> TASK GOAL: Those lines of the records that contain "bowl" are to be located and copied.

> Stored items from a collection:
*** Begin section ***

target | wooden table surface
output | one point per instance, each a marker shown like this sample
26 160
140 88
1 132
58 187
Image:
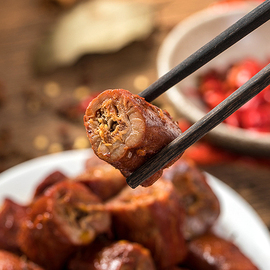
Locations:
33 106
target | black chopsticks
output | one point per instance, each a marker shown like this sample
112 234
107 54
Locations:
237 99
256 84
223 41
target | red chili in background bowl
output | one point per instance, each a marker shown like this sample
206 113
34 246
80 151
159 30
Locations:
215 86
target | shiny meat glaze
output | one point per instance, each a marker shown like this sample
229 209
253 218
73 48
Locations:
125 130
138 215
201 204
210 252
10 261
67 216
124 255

*** End section ***
*** Begin section ***

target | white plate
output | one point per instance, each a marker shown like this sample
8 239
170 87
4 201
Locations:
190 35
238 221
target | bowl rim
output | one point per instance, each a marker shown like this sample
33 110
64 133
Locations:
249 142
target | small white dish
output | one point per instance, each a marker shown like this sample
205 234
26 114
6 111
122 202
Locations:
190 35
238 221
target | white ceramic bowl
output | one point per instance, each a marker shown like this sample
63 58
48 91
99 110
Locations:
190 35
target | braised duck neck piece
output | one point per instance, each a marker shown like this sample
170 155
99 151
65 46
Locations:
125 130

*** End section ***

> EXERCISE SOLUTION:
target | red chili in background bowl
target | bowl rim
target | white ceramic bowl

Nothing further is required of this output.